Passage to read ->
···

A year ago most discussions about wireless health centered on VoIP handsets for healthcare workers, distributed antenna systems or real-time tracking systems for hospital equipment -- it was an IT industry focused on infrastructure and the health industry as enterprise.
A lot has changed in the past year. Today marks a true watershed -- Kathleen Sebelius, the Secretary of Health and Human Services delivered a keynote at the Foundation for the National Institutes of Health (NIH) mHealth Summit in Washington D.C., that squarely focused on the "enormous" promise that wireless health holds for improving healthcare and empowering patients in the U.S. Her keynote wasn't a vague lauding of an emerging industry either -- (I must admit, that's what I expected.) Instead, Sebelius, the head of our country's healthcare programs and a member of the President's Cabinet, seems to truly understand the impact wireless health will have in the years ahead:
"How we empower consumers and put patients back into the mix so that they become, not only responsible for their own health, but also so that they have an opportunity to monitor and participate in their own health interests. I think that there is no question that mobile technology, as discussed at this conference, is a part of that puzzle," Sebelius said. "Mobile has huge advantages, including the fact that everybody has [a mobile phone]. Unfortunately, I have two. Some 90 percent of Americans have one so a [wireless health] system could be put in place that could touch just about everyone."
"Some people dont go to websites... or watch TV, but that phone is with them all the time," Sebelius said. The mobile has "so much power to empower consumers and compel us to a healthcare system of the future."

···

Extracted records ->
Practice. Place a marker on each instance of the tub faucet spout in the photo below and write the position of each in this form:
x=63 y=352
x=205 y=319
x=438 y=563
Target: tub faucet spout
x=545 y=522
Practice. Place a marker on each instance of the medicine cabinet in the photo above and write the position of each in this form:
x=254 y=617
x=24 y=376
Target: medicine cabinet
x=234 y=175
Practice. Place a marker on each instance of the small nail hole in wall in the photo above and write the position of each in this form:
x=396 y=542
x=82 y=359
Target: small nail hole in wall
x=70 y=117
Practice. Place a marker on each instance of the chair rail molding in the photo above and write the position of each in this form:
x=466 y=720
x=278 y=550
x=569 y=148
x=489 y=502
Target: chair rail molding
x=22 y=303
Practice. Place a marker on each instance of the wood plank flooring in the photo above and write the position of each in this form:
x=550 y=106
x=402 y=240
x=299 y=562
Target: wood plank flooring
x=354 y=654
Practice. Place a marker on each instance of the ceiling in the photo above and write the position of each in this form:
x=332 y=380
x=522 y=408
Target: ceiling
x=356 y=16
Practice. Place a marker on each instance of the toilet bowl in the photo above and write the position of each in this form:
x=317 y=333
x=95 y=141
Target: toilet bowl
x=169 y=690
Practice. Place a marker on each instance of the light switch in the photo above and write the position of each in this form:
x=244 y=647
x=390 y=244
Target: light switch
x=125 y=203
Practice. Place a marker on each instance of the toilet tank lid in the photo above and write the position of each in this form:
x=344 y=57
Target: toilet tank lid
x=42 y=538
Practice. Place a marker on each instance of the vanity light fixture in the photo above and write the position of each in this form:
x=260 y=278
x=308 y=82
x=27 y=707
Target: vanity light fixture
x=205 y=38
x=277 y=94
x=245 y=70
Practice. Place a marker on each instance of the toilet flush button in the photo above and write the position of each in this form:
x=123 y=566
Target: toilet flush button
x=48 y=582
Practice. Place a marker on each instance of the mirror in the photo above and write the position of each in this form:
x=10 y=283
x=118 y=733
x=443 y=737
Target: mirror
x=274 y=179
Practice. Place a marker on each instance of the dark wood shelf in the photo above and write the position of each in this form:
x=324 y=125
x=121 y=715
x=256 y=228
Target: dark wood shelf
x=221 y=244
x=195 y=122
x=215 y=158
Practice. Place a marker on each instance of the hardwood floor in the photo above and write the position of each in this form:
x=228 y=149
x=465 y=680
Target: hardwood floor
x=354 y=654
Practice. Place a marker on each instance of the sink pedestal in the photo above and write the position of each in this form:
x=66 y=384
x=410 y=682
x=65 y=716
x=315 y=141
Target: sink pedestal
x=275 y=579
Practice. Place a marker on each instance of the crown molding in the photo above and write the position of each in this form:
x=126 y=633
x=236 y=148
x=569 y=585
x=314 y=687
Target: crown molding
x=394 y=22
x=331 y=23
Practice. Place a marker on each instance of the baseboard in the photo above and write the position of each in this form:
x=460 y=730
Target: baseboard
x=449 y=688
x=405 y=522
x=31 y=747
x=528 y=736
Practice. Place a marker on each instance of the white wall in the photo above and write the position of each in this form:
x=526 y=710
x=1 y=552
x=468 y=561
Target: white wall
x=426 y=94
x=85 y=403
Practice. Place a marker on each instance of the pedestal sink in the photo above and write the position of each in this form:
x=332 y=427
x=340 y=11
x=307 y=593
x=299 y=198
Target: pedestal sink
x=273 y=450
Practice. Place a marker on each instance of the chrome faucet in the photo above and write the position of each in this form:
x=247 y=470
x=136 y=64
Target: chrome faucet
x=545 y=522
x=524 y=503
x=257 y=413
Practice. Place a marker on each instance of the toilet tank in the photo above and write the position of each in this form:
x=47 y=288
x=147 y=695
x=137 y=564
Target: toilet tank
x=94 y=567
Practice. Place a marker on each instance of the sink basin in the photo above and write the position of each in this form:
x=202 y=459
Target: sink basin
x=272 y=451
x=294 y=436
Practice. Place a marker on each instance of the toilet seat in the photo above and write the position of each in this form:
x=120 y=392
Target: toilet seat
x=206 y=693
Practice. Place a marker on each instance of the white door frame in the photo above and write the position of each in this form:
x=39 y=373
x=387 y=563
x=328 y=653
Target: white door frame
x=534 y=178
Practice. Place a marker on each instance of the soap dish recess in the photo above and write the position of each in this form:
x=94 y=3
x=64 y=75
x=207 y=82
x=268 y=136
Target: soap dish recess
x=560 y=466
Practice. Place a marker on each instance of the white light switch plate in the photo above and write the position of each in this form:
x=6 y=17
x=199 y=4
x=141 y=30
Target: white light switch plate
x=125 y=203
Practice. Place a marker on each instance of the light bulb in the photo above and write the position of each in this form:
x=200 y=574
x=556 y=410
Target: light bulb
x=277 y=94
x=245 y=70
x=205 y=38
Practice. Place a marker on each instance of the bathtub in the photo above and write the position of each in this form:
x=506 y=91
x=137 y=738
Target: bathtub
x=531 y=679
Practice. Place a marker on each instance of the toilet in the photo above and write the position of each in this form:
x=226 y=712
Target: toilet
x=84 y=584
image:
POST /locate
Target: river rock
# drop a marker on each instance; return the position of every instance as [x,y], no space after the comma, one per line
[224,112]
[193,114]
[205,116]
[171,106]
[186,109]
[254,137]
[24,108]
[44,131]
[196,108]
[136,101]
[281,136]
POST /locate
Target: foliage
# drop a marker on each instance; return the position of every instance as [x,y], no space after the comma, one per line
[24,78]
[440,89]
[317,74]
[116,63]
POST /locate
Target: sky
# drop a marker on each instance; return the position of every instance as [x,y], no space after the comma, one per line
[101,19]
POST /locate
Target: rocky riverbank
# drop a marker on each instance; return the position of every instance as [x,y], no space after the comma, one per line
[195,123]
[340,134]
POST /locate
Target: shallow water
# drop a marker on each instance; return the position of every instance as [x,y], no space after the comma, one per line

···

To do ->
a. Write out the part of the passage on wireless health between "A year ago most" and "industry as enterprise.", inclusive.
b. Pick up the passage on wireless health after its final sentence and carry it on.
The material has no connection to the passage on wireless health.

Written answers ->
a.
A year ago most discussions about wireless health centered on VoIP handsets for healthcare workers, distributed antenna systems or real-time tracking systems for hospital equipment -- it was an IT industry focused on infrastructure and the health industry as enterprise.

b.
Sebelius gave a few examples of physicians and healthcare groups that are already leveraging mobile devices and wireless networks to provide better care for their patients. She said that one doctor in Texas already sends test results via text message and reminds people about their care regimens through their mobile phones, too. Another healthcare group in Florida is using text messaging to alert patients about the waiting times at the nearest emergency rooms, Sebelius said. A number of care providers are looking to mobile to offer appointment reminder services, too, she said.
"While the technology is clearly still in its early stages, we can already begin to imagine where mobile phones fit into" our healthcare system, Sebelius said. You can imagine "Americans taking pictures or videos of their symptoms and [using that to] have much more robust conversations with their doctors," Sebelius said. "We are encouraging them to do that with their doctors now with the flu -- to research their symptoms and bring that information to their doctors."
Sebelius noted that the government is in the middle of a "historic multi billion investment in electronic health records as part of the government's recovery plan... clearly [wireless] technology can help inform that new system. The introduction of mobile technology to this move towad EHRs for all Americans is a huge tool in the toolkit, which will allow us to drive better care and better outcomes."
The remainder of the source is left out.